─── Document excerpt ───
But perhaps IMR would have helped avoid this disastrous case. We'll unfortunately never know.

IMR in California is contracted out to Maximus Federal Services, which has been providing similar services to the California Department of Health for some time (in addition to many other state and federal programs).

General health is different from workers' compensation - the laws are different, the variety of treatment is different, the operating environment is different, the exposure by the payer is different, and the market is huge (work comp is only 2% of the overall health market).

Nevertheless, comparison to Maximus' work in the general health field is compulsively inviting.

Data on the Department of Managed Health Care’s website shows that between 2007 and 2011, Maximus approved a group health plan’s decision to deny treatment in 44.2% of the 8,529 cases it reviewed. In 36.6% of cases, Maximus overturned the decision to deny a procedure or treatment, and in 19.2% of cases the group health plan agreed to approve the procedure before the IMR process was completed.

The sample of cases above is much, much larger than the 34 cases published in work comp IMRs so one can't draw any definitive conclusions in such a comparison at this time.
─── Stored data ───
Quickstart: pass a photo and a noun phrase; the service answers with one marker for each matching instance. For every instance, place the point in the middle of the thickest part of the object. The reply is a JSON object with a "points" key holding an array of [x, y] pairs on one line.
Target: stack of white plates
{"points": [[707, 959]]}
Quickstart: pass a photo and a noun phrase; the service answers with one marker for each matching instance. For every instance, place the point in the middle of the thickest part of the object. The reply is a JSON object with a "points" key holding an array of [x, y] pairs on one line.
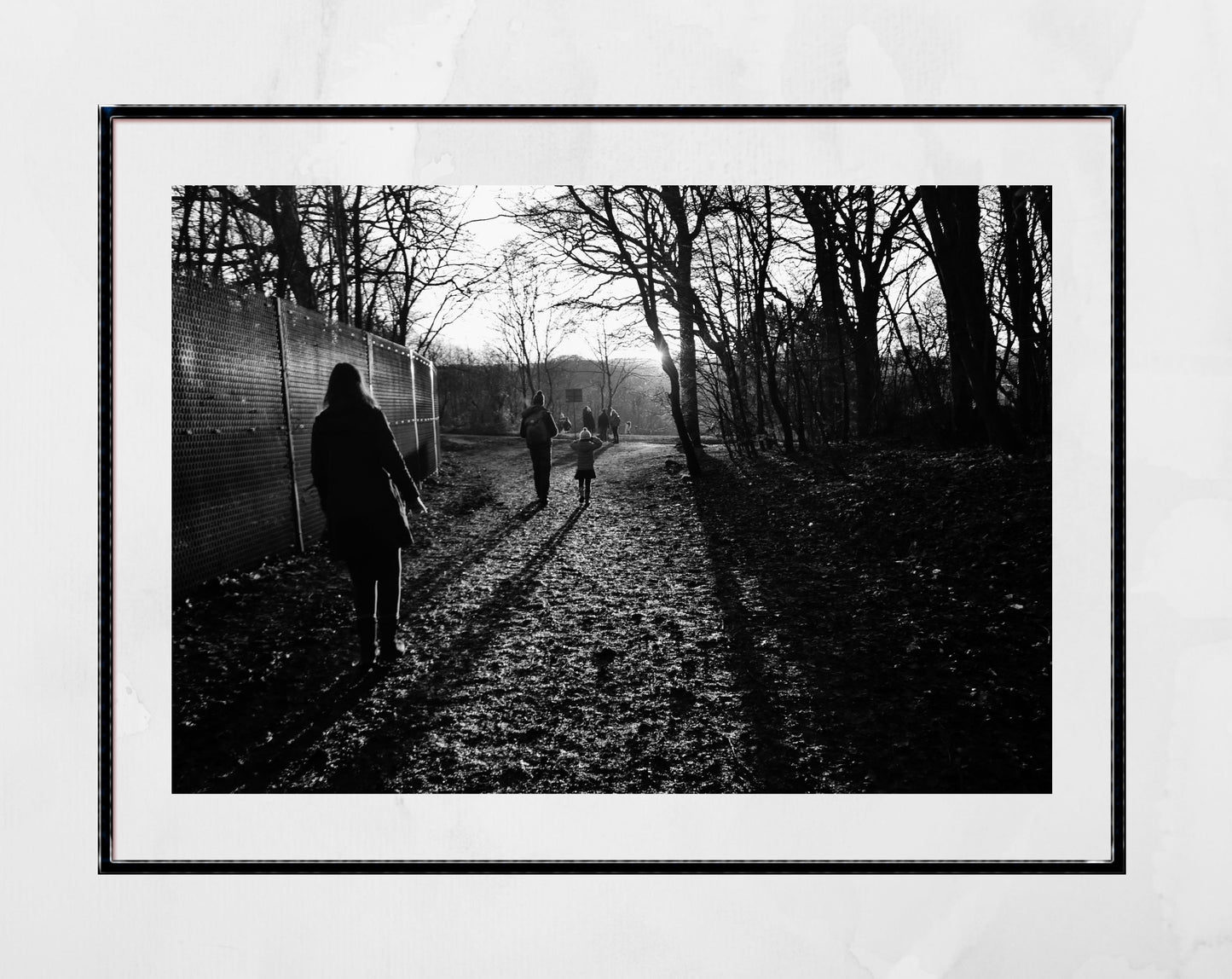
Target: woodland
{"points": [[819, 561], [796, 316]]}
───
─── Stored data ───
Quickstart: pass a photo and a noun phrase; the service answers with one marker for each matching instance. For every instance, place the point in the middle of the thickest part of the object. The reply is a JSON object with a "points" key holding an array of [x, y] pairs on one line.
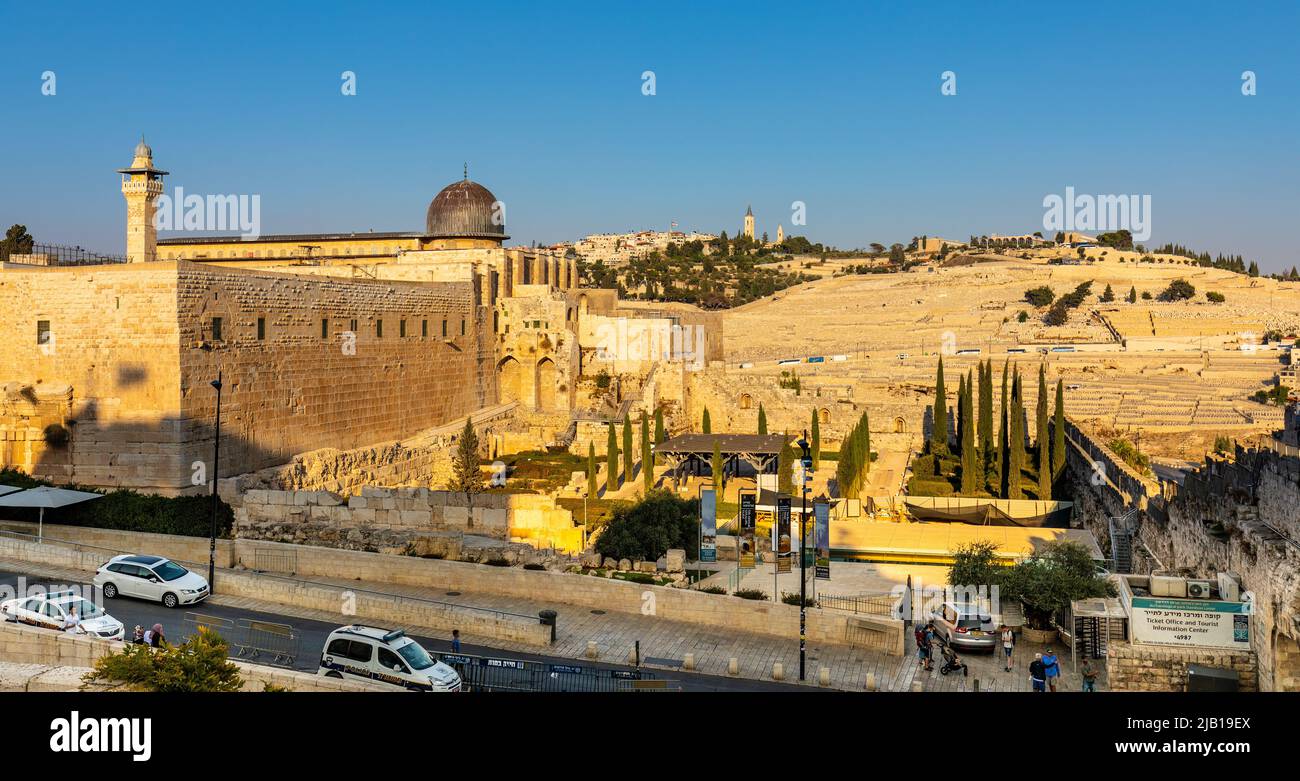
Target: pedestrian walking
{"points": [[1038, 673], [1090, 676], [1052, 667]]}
───
# [What you are asked to do]
In the excerpt on IMR and Maximus, in what percentage of the 8,529 cases did Maximus overturn a decision to deny a procedure or treatment?

# [Solution below]
36.6%